What the task requires
Please pick up the article below on money-laundering controls in capital markets and continue it from its final sentence.

Text provided
•••••

Capital Markets: No Longer Complacent on AML Regulations?

Actimize AML Product Team, Anti-Money Laundering

The Financial Conduct Authority (FCA) recently published its first thematic review on AML in the capital markets industry. The Money Laundering Regulations first came into force in the UK in 1994, and applied to capital markets firms from the outset, and yet 25 years later the FCA states in this review, “We found that participants were generally at the early stages of their thinking in relation to money-laundering risk.” Obviously, there are cases where capital markets firms take AML seriously and have proper controls in place, but it is clear from the FCA thematic review that this is far from the case in many firms, possibly even the majority.

An Industry in Denial

The capital markets sector is often unjustifiably complacent when it comes to money laundering risk. Because it is not normally a gatekeeper (usually funds are transferred to capital markets firms from accounts at other institutions) and hardly ever handles cash, it is prone to regard money laundering control as someone else’s problem. This flies in the face of repeated comment to the contrary from the FCA and other regulators and, as the FCA points out in this thematic review, the Upper Tribunal case in April 2019 between the FCA and Linear Investments strongly underlines this yet again. All financial institutions are responsible for monitoring whatever activity that they observe and reliance on others plays no part in discharging this responsibility.

The lack of attention to AML matters in the industry seems also to be borne out by the paucity of SARs raised, with the NCA reporting just five SARS from firms identified by NCA as capital markets firms out of 22,619 between April 2017 and March 20181. Even when one adds SARS from other NCA category firms from the same industry, the figures hardly look better with markets and exchange firms adding 21, stockbrokers adding 303, exchanges 6, and asset managers completing the picture with 345 – a grand total of 680, barely 3 percent of all SARS from the entire investment industry.

Many argue that these numbers reflect the risk that money laundering poses to investment firms. However, this is clearly not the case. As the FCA points out in its thematic review, the 2017 UK National Risk Assessment concluded that capital markets present a high risk of money laundering, citing risks of “large sums being laundered” as well as “relative lack of controls” and states that the money laundering risks of this sector are emerging significantly. The Joint Money Laundering Steering Group guidance also points out a large number of specific money laundering risks unique to this section of the financial services industry. The FCA itself has placed capital markets activity in the top money laundering risk category. Finally, the FATF paper “Risk Based Approach Guidance for the Securities Sector” sets out a whole raft of factors that make the capital markets sector one of the most vulnerable to money laundering.

It is difficult to see, therefore, how an opinion that SARs from capital markets firms are low because of low risk.

•••••

Material supplied
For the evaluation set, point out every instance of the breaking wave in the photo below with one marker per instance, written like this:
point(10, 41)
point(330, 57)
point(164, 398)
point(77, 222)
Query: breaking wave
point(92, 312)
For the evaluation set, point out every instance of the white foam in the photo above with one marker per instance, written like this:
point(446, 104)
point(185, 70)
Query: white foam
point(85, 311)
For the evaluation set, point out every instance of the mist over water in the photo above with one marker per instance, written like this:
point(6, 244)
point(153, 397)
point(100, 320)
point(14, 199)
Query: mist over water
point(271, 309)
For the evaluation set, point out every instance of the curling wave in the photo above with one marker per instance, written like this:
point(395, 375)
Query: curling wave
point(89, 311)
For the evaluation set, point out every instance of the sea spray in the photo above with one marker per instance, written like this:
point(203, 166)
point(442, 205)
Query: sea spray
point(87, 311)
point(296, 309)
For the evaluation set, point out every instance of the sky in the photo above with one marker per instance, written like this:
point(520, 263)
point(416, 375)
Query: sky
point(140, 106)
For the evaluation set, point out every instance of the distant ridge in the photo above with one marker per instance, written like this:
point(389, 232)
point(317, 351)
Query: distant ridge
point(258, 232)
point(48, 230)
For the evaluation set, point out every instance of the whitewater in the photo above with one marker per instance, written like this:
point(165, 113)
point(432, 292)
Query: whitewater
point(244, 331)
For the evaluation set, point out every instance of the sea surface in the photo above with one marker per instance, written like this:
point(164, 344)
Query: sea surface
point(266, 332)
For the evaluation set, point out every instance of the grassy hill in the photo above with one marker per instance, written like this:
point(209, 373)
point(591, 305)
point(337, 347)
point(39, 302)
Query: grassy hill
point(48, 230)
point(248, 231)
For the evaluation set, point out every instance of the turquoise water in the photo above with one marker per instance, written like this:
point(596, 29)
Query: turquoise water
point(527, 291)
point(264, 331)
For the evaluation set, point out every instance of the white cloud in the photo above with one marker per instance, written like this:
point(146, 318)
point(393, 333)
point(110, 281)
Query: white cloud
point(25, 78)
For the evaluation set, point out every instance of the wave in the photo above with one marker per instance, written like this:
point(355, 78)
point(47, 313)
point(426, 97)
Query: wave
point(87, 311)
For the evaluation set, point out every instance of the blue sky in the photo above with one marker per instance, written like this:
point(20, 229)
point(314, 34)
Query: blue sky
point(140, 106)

•••••

Answer to the problem
The UK is Not an Island

This is not just a matter of concern for the UK. Many other regulators have expressed similar concerns in thematic reviews of AML control in the capital markets industry in the jurisdictions which they regulate. See, for example, the scathing report published in 2018 by the Dutch AFM which follows a report by the same regulator, which was equally unpleasant reading for the industry two years earlier. Similar reports are received during the regular meetings that NICE Actimize holds with regulators, with many placing lack of adequate securities red flag coverage, together with general poor AML practices amongst its capital markets firms.

Red Flags to a Bull or Bear

One observance from the FCA thematic review is that firms were unaware of the red flags giving rise to suspicion of money laundering in the capital markets industry, relying on only the mirror trading example from the FCA disciplinary case against Deutsche Bank. This again is odd, given the extensive lists of red flags published by FATF2 and MONEYVAL in 2009 as well as similar lists published by overseas regulators such as FINRA in the U.S., and even the FCA itself.

One of the themes of the FCA thematic report is the similarity of several market abuse and money laundering Red Flags. Wash Trading, for example, can be used in the cause of market abuse to tick prices up or down and to give an illusory view of market volume and open interest. It can also be used in a money laundering context to layer criminal funds. Similarly, Parking can be used to hide loss making positions, or again as layering. There are many other examples of such Red Flags, which are common to both regimes, and these are explored in the publications referenced above.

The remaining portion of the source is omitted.